- Opening Delimiter -
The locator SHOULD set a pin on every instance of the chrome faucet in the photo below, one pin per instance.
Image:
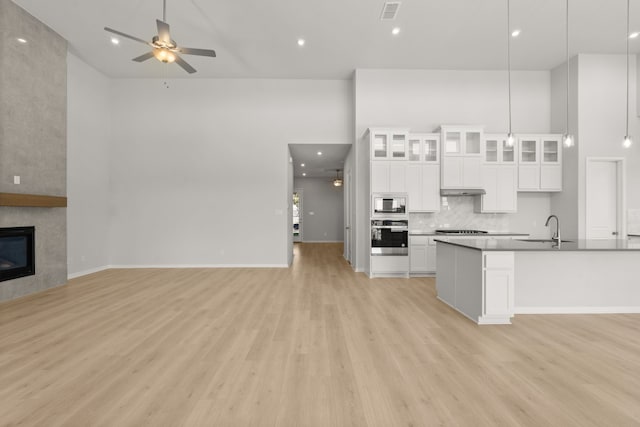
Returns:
(556, 235)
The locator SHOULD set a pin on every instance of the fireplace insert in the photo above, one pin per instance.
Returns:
(17, 252)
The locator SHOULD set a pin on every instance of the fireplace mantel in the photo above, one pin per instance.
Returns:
(32, 200)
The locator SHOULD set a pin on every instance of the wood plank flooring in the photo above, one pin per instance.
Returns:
(312, 345)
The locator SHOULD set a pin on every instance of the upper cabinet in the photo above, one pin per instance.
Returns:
(540, 163)
(461, 140)
(389, 144)
(497, 151)
(461, 157)
(424, 148)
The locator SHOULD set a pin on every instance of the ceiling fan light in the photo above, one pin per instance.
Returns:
(164, 55)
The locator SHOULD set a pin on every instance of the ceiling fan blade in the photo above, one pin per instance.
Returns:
(193, 51)
(163, 31)
(188, 68)
(111, 30)
(144, 57)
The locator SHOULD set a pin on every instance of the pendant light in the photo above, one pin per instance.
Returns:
(567, 138)
(627, 141)
(338, 181)
(510, 138)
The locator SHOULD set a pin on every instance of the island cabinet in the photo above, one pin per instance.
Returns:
(477, 284)
(461, 156)
(499, 176)
(422, 255)
(423, 173)
(540, 163)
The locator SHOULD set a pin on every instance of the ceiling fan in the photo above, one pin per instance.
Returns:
(164, 48)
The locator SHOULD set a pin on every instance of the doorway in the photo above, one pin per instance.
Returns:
(605, 198)
(297, 215)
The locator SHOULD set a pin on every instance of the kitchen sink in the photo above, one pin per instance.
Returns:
(544, 241)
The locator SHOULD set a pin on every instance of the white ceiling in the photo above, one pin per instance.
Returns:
(257, 38)
(318, 166)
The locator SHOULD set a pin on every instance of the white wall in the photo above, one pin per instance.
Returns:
(88, 139)
(199, 171)
(424, 99)
(322, 210)
(602, 99)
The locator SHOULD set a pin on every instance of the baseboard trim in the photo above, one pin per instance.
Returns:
(199, 266)
(577, 310)
(86, 272)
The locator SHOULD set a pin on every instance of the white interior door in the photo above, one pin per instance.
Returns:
(602, 200)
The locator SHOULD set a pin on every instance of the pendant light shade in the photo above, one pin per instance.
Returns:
(510, 138)
(567, 139)
(627, 141)
(338, 181)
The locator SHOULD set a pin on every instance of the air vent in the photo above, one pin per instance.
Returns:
(390, 10)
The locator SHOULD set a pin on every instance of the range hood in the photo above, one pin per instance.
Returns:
(462, 191)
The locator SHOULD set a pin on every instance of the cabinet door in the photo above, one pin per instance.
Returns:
(414, 149)
(379, 177)
(490, 184)
(418, 254)
(551, 177)
(529, 151)
(414, 187)
(528, 177)
(551, 150)
(472, 142)
(398, 147)
(398, 177)
(452, 169)
(452, 142)
(472, 172)
(431, 152)
(430, 188)
(507, 189)
(379, 146)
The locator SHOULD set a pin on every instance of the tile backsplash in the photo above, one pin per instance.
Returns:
(458, 214)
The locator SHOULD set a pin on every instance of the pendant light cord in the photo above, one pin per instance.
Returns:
(627, 117)
(509, 57)
(567, 54)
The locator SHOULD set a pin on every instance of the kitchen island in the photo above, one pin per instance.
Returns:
(490, 281)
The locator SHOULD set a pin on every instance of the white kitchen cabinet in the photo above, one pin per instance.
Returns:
(540, 163)
(388, 177)
(388, 144)
(422, 255)
(501, 185)
(461, 156)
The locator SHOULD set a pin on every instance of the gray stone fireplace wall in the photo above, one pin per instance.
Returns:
(33, 134)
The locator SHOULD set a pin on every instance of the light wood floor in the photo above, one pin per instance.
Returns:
(313, 345)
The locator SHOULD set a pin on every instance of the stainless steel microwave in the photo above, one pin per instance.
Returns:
(389, 205)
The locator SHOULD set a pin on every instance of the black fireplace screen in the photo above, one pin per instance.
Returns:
(17, 255)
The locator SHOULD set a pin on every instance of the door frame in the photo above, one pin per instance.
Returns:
(621, 193)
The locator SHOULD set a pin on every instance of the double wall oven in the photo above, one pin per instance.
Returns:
(389, 225)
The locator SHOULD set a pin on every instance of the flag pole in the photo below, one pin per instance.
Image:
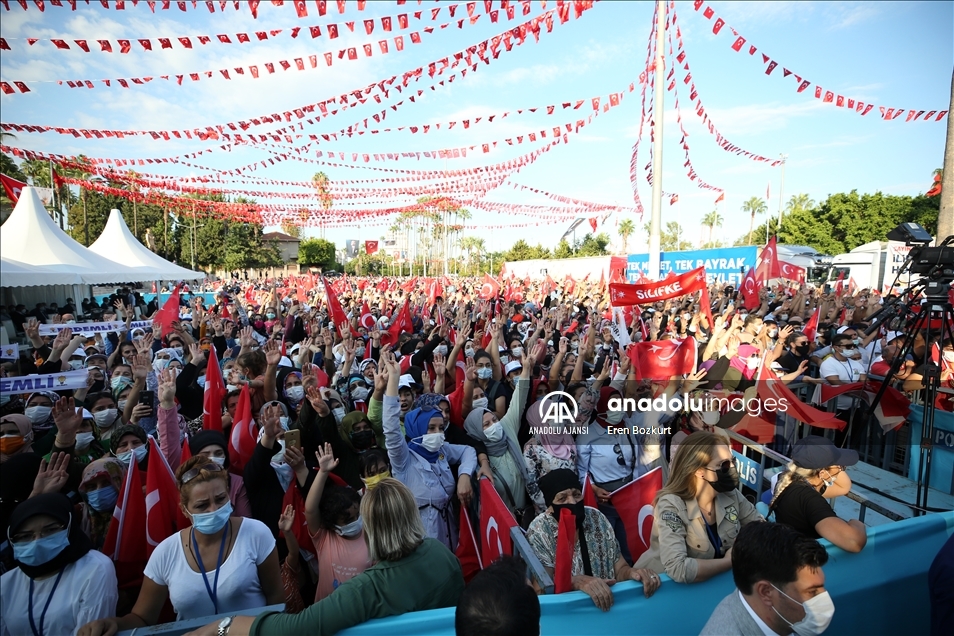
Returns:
(658, 112)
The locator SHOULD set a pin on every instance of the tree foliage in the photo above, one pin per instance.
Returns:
(317, 253)
(522, 251)
(846, 220)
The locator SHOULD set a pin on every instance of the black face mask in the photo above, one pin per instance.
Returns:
(362, 440)
(728, 480)
(577, 510)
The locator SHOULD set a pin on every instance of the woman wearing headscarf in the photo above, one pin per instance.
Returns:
(39, 410)
(62, 583)
(596, 556)
(547, 450)
(100, 486)
(16, 436)
(500, 437)
(423, 463)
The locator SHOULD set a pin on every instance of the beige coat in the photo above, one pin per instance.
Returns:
(679, 534)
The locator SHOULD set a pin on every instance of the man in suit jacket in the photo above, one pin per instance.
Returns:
(781, 586)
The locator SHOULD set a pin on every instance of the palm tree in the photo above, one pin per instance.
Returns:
(712, 220)
(754, 206)
(626, 229)
(799, 202)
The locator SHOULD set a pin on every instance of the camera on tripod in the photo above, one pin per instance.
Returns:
(936, 263)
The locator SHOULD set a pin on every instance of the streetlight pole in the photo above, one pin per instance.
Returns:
(658, 112)
(780, 188)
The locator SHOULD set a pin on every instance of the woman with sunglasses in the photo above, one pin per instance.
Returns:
(698, 513)
(817, 473)
(220, 564)
(61, 582)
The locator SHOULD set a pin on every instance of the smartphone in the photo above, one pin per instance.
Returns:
(293, 438)
(147, 398)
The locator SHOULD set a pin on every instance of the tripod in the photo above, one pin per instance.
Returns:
(935, 316)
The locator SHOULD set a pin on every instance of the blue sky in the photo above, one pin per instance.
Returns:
(892, 54)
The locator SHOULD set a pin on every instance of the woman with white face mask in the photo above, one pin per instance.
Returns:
(423, 463)
(219, 564)
(500, 437)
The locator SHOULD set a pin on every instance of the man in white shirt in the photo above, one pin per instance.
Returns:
(843, 366)
(781, 585)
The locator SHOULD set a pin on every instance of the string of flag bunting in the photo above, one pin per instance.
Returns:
(827, 96)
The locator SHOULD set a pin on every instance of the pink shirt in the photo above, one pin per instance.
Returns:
(339, 560)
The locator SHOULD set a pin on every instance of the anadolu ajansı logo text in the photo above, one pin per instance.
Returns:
(558, 408)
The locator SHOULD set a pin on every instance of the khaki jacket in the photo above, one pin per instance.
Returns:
(679, 534)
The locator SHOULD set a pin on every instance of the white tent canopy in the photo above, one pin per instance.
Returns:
(118, 244)
(17, 274)
(30, 237)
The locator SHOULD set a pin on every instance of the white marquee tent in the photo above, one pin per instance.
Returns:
(30, 237)
(118, 244)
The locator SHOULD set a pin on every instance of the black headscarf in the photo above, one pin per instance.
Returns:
(60, 508)
(207, 437)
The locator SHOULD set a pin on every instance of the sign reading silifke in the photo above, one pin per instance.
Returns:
(623, 295)
(65, 381)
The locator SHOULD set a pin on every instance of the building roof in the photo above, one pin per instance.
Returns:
(280, 236)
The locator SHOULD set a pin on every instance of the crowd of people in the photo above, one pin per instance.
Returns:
(372, 433)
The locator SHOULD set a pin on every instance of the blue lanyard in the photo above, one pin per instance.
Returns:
(45, 607)
(714, 539)
(213, 590)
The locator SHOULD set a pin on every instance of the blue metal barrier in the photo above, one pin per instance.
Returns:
(881, 590)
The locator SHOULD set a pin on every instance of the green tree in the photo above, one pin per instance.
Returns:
(521, 251)
(593, 245)
(712, 220)
(563, 250)
(754, 206)
(317, 253)
(626, 229)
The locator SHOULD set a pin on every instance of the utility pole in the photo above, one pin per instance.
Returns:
(780, 188)
(945, 218)
(658, 112)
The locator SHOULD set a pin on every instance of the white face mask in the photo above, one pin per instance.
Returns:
(819, 611)
(494, 432)
(295, 393)
(105, 419)
(432, 441)
(38, 414)
(83, 440)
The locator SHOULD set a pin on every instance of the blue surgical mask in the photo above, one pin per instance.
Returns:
(102, 499)
(43, 550)
(350, 530)
(212, 522)
(139, 451)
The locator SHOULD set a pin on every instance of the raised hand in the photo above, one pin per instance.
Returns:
(326, 459)
(67, 417)
(273, 353)
(52, 475)
(62, 339)
(196, 355)
(286, 522)
(167, 388)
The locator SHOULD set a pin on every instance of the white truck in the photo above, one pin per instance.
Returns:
(873, 265)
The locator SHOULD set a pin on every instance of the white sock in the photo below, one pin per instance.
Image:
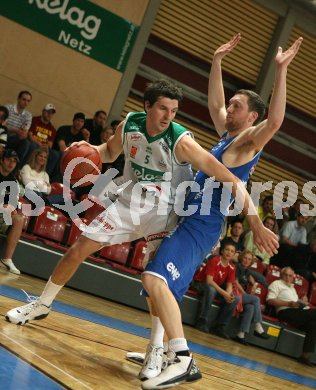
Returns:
(49, 293)
(258, 327)
(157, 332)
(178, 344)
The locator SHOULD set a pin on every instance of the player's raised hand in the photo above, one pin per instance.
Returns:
(227, 47)
(285, 58)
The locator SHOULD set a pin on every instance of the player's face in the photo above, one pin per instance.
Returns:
(246, 260)
(238, 115)
(9, 164)
(160, 114)
(228, 252)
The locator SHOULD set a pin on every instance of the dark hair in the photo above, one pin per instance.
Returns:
(21, 93)
(100, 112)
(255, 103)
(162, 88)
(115, 123)
(225, 242)
(5, 110)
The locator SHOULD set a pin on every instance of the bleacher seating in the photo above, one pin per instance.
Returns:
(273, 273)
(301, 285)
(257, 266)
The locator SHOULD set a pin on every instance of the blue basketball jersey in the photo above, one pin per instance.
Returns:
(212, 197)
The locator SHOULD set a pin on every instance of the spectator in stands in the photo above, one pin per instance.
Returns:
(4, 114)
(269, 222)
(66, 135)
(250, 302)
(236, 231)
(34, 175)
(218, 283)
(295, 210)
(12, 227)
(42, 134)
(305, 262)
(95, 126)
(18, 123)
(282, 295)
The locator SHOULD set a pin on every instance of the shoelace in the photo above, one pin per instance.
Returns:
(151, 362)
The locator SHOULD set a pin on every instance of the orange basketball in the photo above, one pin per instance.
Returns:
(81, 161)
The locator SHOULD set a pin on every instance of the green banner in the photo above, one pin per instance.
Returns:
(78, 24)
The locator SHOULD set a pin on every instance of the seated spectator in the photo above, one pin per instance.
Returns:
(42, 134)
(95, 126)
(305, 262)
(250, 302)
(18, 123)
(236, 231)
(265, 210)
(218, 283)
(34, 175)
(66, 135)
(292, 235)
(248, 243)
(11, 223)
(282, 295)
(4, 114)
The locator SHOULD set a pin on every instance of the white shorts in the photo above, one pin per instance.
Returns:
(118, 224)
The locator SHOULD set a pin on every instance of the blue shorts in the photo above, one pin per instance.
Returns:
(181, 253)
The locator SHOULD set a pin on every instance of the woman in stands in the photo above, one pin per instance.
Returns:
(250, 302)
(34, 175)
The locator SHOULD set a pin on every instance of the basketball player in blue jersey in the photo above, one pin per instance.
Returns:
(167, 277)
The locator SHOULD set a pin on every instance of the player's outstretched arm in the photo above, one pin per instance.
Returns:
(187, 150)
(216, 96)
(112, 149)
(261, 134)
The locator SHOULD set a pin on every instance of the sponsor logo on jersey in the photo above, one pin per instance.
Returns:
(157, 236)
(162, 164)
(164, 146)
(173, 270)
(133, 151)
(146, 174)
(106, 225)
(135, 137)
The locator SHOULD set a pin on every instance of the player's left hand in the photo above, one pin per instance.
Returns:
(285, 58)
(265, 239)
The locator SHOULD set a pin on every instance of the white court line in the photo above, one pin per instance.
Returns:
(47, 362)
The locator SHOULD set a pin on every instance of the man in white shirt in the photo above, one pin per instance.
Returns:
(18, 123)
(282, 295)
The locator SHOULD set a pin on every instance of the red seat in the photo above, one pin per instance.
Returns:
(58, 189)
(139, 254)
(273, 273)
(20, 211)
(51, 224)
(118, 253)
(301, 285)
(76, 228)
(312, 296)
(262, 293)
(257, 266)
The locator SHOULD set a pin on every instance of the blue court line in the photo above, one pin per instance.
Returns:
(17, 374)
(143, 332)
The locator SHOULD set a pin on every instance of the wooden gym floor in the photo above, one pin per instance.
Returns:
(83, 342)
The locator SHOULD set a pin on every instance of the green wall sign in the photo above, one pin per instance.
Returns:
(78, 24)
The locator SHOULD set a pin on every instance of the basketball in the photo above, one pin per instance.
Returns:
(81, 161)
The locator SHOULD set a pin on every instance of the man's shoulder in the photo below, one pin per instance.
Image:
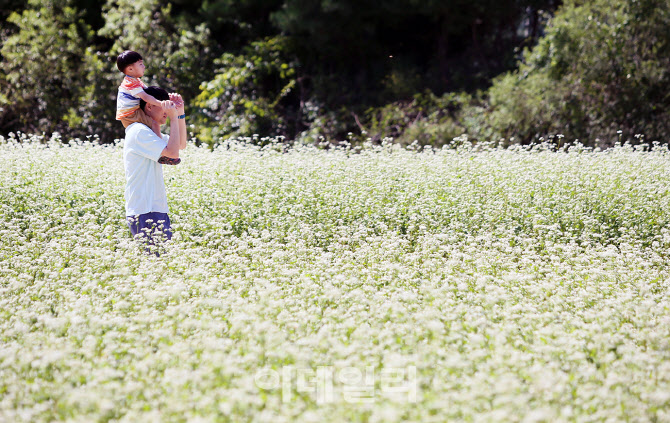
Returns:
(140, 130)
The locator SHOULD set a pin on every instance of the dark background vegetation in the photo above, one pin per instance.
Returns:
(511, 71)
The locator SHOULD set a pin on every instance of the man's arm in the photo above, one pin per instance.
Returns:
(152, 100)
(174, 142)
(179, 104)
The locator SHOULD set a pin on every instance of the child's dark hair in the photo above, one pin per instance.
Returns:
(126, 59)
(156, 92)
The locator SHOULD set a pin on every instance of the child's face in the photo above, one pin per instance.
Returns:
(136, 70)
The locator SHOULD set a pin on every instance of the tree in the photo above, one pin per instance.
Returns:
(601, 68)
(43, 65)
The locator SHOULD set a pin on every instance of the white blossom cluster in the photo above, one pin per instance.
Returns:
(519, 284)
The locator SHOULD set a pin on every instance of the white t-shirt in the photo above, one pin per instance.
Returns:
(145, 188)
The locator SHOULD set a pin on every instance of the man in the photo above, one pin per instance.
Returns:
(146, 201)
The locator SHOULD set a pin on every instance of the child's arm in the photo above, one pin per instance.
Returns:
(151, 100)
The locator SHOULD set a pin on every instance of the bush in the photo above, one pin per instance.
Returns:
(601, 68)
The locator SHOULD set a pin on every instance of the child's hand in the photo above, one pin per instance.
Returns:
(178, 102)
(166, 104)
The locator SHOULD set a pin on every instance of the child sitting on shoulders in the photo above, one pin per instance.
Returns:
(131, 91)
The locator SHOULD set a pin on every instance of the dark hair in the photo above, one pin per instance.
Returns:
(126, 59)
(156, 92)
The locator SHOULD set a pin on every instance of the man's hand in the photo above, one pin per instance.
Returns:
(166, 103)
(170, 109)
(179, 104)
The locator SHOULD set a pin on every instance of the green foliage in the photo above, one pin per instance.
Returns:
(427, 119)
(44, 63)
(602, 67)
(177, 55)
(249, 94)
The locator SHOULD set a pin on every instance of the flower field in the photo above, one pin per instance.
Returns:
(370, 284)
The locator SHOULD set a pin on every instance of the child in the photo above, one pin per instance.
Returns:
(131, 91)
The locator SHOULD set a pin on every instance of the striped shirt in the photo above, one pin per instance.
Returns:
(126, 101)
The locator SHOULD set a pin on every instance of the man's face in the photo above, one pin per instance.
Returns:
(156, 113)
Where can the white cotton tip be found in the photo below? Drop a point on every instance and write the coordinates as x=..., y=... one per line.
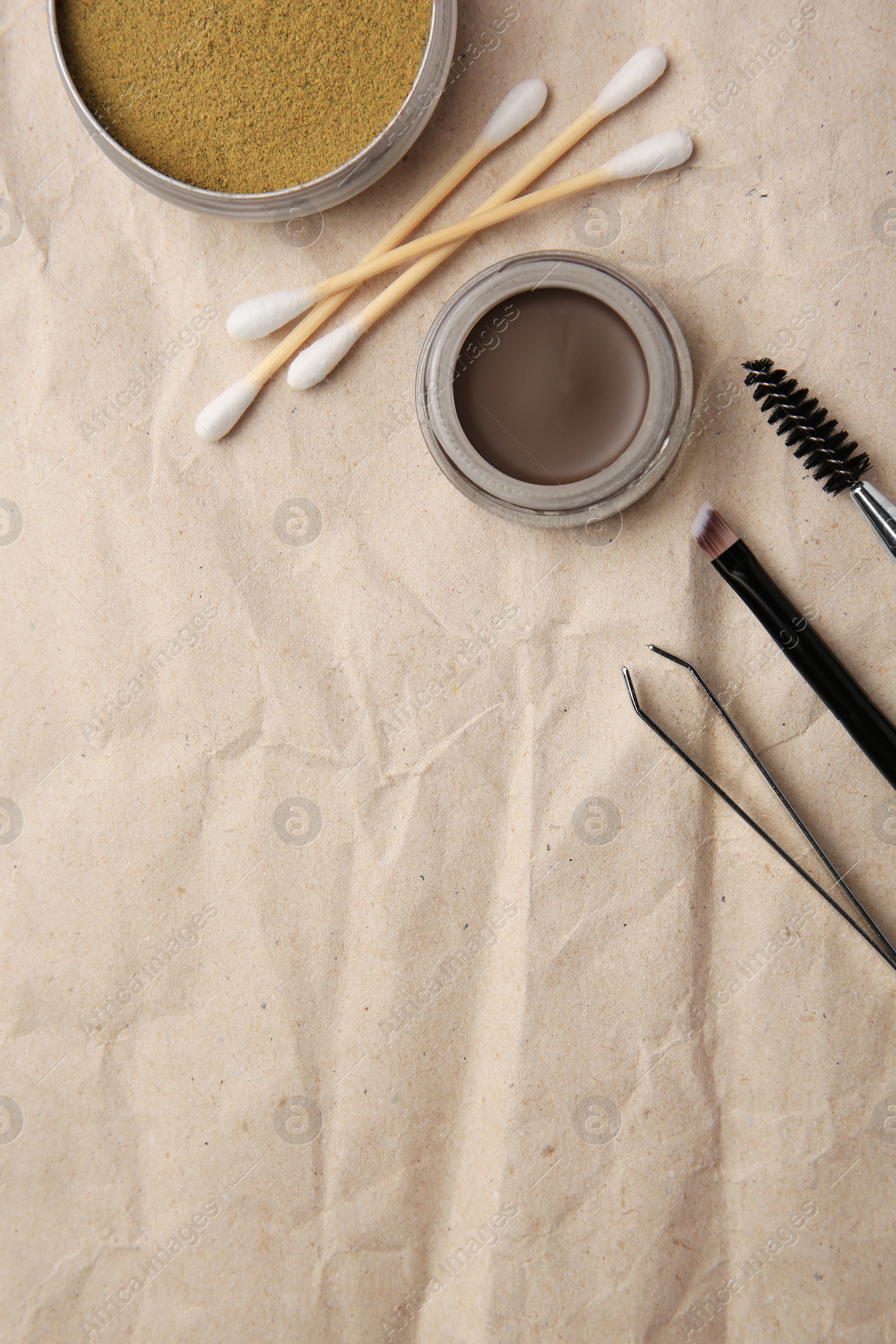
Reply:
- Closing Delimiter -
## About this exercise
Look through the entries above; find each line with the word "kitchen" and copy it.

## Solution
The locator SHOULD set a pin on every instance of the kitchen sink in the photo above, one pin per instance.
The locator SHOULD set a pin on every instance of the kitchen island in the photo above, one pin per instance.
The locator SHOULD set a pin on every instance of the white kitchen cabinet in the photo above, one pin per instance.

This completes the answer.